What to work on:
From the records below, copy out each line that has the word "pixel".

Natural-language object grounding data:
§
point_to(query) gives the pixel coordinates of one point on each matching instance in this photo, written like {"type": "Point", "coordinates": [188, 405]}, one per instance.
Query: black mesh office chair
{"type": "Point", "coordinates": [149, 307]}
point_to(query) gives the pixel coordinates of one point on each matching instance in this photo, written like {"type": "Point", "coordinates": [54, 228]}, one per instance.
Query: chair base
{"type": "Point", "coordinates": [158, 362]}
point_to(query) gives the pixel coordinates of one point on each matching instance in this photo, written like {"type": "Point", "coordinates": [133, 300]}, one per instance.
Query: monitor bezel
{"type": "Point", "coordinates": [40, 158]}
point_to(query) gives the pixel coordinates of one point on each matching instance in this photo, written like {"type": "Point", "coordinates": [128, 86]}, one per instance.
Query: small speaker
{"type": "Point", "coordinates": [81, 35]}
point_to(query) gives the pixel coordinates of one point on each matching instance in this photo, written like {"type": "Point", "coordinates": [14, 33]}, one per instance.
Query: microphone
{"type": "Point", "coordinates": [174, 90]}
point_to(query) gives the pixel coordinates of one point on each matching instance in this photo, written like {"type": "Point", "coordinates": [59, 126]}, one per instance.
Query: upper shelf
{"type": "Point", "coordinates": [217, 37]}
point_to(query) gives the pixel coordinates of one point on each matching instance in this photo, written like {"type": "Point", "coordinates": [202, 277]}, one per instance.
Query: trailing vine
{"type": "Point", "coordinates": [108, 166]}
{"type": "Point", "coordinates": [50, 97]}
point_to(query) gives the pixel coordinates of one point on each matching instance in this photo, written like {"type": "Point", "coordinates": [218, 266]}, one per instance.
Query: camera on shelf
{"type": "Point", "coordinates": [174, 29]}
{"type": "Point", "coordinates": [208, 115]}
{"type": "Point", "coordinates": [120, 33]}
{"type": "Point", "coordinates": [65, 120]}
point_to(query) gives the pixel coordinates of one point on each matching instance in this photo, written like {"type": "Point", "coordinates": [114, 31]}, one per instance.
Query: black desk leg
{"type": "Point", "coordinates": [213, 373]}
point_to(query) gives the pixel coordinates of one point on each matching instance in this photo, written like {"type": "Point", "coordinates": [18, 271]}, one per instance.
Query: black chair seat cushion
§
Response:
point_to(query) gives the pixel coordinates of one point on each matching instance in this photo, written like {"type": "Point", "coordinates": [188, 405]}, one per instance.
point_to(query) gives the pixel coordinates of one point on each matching instance in this photo, written like {"type": "Point", "coordinates": [54, 228]}, one per instance.
point_to(query) gives the pixel coordinates of one point on each matching instance in this photo, written like {"type": "Point", "coordinates": [133, 300]}, one per instance.
point_to(query) gives the pixel coordinates of one point on each matching instance in this photo, written like {"type": "Point", "coordinates": [128, 86]}, one per instance.
point_to(query) gives the pixel coordinates of one point on each matching instance in this photo, written like {"type": "Point", "coordinates": [14, 33]}, one per instance.
point_to(query) gives the pixel coordinates of one point on each matching instance in this photo, written like {"type": "Point", "coordinates": [59, 126]}, one per instance.
point_to(query) gives the pixel coordinates of one point on each matching instance in this photo, written like {"type": "Point", "coordinates": [202, 277]}, one per instance.
point_to(query) gives the pixel coordinates of one point on each matching instance in this photo, written like {"type": "Point", "coordinates": [218, 266]}, one per instance.
point_to(query) gives the pixel coordinates of one point on each matching instance in this photo, written like {"type": "Point", "coordinates": [114, 31]}, one per instance.
point_to(query) gives the pixel coordinates of one point on each matching instance in this photo, written like {"type": "Point", "coordinates": [18, 271]}, one per instance.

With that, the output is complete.